Le 18 mai, Reynaud s'adjoint le maréchal Pétain comme vice-président et Georges Mandel, l'ancien chef de cabinet de Clemenceau, comme ministre de l'Intérieur. Le général Weygand arrive en France le 19 mai et remplace le général Gamelin, qui trop passif, est écarté de la tête des armées françaises. La nomination de Pétain est bien accueillie dans le pays, au Parlement et dans la presse, quoiqu'elle reçoive moins de publicité que celle de Weygand comme généralissime ou que celle de Georges Mandel, partisan de la résistance à tout prix, comme ministre de l'Intérieur[11].

Le 18 mai, la percée de l'armée allemande arrive à Cambrai, Saint-Quentin et Péronne. Le 19 mai, elle arrive aux portes d'Amiens. Dans la nuit du 19 au 20 mai, en pleine panique face à l'avance allemande et probablement sous l'emprise de l'alcool[12], des militaires français exécutent 21 personnes de sept nationalités à Abbeville. Amiens est prise le 20 mai à 9 h, puis les Allemands descendent la Somme vers Abbeville, qu'ils atteignent dans l'après-midi, et enfin Noyelles-sur-Mer et la Manche vers 20 h 00, isolant la majeure partie des forces françaises dans la poche de Dunkerque. Le général Weygand espère arrêter l'offensive allemande sur la « ligne Weygand », suivant le cours de l'Aisne, de l'Ailette, du canal Crozat et de la Somme jusqu'à son embouchure, et tente de reprendre Amiens jusqu'au 5 juin.

Embarquement de Dunkerque

Le 21 mai, de Abbeville, les Allemands remontent sur Arras pour prendre Dunkerque en tenaille.

Le 23 mai, l'armée anglaise de lord Gort se replie sur Dunkerque en vue d'y rembarquer[13]. Le 25 mai, un conseil de guerre se déroule à l’Élysée, réunissant le président de la République Albert Lebrun, le président du Conseil Paul Reynaud, Philippe Pétain, le ministre de la Marine César Campinchi et Weygand. C'est à cette réunion que l'hypothèse d'un armistice est évoquée pour la première fois par le président Lebrun. Paul Reynaud s'oppose à cette idée et se montre partisan d'une poursuite de la guerre aux côtés des Britanniques. Weygand, dont l'influence va au-delà de son rôle militaire, ne s'affiche pas partisan de l'armistice, mais le juge sans doute déjà inéluctable[14]. Le colonel de Gaulle est nommé général de brigade, à titre temporaire avec effet au 1er juin. Le 26 mai, dans une note à Paul Reynaud, Pétain refuse de considérer les chefs militaires comme responsables de la défaite, et rejette la responsabilité du désastre sur « les fautes que [le pays] a et que nous avons tous commises, ce goût de la vie tranquille, cet abandon de l'effort qui nous ont amenés là où nous sommes[15] ». Cette interprétation moraliste de la défaite n'est pas sans annoncer les appels à la contrition nationale et la politique d'ordre moral qui caractériseront le régime de Vichy.

> [Données fournies]:
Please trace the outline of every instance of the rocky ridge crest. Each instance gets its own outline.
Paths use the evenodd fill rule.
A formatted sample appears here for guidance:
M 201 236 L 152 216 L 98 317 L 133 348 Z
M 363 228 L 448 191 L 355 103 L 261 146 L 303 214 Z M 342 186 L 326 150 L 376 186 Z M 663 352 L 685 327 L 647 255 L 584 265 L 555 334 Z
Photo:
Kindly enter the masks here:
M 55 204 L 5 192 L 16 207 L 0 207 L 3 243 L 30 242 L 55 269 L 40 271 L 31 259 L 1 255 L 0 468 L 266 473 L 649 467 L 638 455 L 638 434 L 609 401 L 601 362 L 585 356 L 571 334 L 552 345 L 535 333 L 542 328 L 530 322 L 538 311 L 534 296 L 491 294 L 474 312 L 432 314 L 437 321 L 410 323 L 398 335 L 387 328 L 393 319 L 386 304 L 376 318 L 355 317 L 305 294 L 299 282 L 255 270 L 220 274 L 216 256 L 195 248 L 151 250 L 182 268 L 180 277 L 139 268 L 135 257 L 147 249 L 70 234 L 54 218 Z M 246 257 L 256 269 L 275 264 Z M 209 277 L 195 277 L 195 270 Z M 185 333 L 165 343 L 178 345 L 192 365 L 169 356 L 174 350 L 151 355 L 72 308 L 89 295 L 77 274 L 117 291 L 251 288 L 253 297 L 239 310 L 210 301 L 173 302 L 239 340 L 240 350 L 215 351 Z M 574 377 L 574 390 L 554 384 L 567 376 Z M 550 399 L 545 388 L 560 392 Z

> [Objectif]:
Selon l'extrait du document, qui a évoqué pour la première fois l'hypothèse d'un armistice lors du conseil de guerre du 25 mai ?

> [Exercice corrigé]:
Le président de la République, Albert Lebrun.